(TASK DATA)
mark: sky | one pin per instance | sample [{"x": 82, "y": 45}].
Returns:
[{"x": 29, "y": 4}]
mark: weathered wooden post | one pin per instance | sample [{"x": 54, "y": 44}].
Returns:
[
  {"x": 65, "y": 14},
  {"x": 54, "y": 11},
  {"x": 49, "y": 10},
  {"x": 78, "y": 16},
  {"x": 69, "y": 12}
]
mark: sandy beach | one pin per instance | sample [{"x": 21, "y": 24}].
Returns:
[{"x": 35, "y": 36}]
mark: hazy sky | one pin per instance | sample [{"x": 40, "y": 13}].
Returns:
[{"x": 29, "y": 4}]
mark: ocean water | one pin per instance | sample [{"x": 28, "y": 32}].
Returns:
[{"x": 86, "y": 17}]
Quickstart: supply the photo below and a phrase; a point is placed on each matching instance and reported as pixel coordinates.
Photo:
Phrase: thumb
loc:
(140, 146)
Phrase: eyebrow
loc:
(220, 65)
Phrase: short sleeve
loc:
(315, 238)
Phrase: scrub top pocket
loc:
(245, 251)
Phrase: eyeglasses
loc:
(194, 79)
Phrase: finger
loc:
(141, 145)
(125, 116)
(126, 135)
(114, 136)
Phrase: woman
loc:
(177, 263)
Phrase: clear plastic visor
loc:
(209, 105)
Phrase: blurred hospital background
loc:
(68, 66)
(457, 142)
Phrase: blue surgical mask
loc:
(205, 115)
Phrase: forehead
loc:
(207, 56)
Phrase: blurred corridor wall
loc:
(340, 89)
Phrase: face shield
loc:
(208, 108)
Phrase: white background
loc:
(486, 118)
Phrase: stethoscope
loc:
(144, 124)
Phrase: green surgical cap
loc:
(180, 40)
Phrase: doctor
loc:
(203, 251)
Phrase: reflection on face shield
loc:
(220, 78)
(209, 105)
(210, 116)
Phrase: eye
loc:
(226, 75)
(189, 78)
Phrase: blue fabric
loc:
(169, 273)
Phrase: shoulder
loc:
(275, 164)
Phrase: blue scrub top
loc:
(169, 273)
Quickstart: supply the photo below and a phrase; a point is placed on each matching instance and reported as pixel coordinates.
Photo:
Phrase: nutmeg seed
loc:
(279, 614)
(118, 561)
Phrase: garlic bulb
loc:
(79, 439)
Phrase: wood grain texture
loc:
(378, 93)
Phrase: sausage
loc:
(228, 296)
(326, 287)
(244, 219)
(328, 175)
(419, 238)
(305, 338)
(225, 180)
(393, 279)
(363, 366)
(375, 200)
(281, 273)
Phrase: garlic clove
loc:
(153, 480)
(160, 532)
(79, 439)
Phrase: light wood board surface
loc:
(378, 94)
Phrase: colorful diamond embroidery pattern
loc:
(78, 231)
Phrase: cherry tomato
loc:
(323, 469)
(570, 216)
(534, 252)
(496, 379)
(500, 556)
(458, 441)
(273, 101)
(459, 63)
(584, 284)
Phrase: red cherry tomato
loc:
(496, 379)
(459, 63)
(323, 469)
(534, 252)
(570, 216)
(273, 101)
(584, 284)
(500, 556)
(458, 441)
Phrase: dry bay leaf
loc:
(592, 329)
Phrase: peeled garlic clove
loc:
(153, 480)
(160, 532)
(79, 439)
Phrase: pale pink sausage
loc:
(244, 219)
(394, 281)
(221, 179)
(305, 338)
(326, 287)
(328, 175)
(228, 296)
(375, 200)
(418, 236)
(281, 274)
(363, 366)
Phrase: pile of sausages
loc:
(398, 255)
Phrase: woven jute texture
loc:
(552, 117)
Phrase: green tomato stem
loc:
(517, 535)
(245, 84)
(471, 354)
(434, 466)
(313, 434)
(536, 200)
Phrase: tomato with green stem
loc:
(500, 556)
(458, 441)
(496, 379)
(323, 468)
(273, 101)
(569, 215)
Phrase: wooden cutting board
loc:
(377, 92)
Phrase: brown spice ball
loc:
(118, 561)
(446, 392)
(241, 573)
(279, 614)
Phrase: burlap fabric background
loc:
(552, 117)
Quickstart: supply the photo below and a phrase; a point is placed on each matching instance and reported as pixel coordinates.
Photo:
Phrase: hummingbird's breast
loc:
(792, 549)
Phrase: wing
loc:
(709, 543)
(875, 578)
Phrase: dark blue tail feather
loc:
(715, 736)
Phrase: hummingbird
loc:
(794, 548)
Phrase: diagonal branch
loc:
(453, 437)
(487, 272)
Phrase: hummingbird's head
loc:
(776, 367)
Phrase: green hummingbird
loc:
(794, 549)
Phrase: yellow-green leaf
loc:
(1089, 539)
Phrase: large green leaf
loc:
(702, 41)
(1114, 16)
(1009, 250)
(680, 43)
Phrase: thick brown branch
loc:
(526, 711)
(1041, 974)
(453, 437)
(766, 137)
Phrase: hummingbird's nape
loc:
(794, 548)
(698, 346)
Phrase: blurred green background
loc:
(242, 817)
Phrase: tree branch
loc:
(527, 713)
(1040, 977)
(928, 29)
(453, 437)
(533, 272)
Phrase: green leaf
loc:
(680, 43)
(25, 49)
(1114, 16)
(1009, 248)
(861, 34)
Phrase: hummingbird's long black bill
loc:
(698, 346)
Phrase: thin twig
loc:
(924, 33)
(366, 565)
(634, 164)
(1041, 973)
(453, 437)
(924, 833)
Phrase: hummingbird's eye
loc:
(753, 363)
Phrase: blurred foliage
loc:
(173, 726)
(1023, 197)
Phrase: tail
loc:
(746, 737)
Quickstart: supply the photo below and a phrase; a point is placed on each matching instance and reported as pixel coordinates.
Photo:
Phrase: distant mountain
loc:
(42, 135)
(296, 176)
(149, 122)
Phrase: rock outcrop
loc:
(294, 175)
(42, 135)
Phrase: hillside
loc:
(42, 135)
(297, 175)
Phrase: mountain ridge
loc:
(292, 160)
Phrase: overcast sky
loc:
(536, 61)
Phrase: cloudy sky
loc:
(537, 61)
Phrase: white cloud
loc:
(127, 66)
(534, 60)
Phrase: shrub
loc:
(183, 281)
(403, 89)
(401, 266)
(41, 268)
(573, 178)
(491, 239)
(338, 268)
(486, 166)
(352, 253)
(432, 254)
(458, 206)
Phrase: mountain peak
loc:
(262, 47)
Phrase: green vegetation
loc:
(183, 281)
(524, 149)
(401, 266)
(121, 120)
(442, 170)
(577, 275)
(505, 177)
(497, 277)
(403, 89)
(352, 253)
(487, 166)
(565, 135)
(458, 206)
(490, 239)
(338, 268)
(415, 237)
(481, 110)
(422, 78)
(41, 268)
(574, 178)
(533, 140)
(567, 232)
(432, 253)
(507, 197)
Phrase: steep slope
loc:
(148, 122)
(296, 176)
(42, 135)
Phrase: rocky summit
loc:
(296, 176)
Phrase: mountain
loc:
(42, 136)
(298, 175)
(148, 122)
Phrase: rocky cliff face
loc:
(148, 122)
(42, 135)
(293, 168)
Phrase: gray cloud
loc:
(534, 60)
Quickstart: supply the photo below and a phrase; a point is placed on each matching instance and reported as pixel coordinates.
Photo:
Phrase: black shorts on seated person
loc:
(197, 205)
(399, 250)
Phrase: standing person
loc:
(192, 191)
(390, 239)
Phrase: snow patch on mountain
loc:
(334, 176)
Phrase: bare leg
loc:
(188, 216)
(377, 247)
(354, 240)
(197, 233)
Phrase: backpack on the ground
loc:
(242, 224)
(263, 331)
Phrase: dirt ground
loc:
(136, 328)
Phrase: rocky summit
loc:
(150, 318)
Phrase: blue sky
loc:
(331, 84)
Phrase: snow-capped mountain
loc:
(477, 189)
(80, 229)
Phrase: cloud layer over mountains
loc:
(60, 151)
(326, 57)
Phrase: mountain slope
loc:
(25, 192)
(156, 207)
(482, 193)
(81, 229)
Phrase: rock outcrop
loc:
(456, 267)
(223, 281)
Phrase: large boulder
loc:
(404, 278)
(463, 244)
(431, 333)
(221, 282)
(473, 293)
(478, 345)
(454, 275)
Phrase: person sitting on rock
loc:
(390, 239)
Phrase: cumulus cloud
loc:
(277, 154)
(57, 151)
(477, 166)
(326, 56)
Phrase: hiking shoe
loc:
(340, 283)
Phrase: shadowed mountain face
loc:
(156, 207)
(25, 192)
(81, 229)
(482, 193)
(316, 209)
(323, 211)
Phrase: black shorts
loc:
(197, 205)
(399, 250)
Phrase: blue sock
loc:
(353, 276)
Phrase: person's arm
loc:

(GIVEN INSTRUCTION) Copy the data verbatim, beginning with the line that contains "Phrase: cumulus cloud" and continuing through the final line of the data.

(EXERCISE RESULT)
Phrase: cumulus cloud
loc:
(277, 154)
(57, 151)
(477, 166)
(326, 56)
Phrase: hiking shoe
loc:
(340, 283)
Phrase: shadowed mountain face
loc:
(156, 207)
(25, 192)
(81, 229)
(482, 193)
(316, 209)
(323, 211)
Phrase: black shorts
loc:
(197, 205)
(399, 250)
Phrase: blue sock
loc:
(353, 276)
Phrase: person's arm
loc:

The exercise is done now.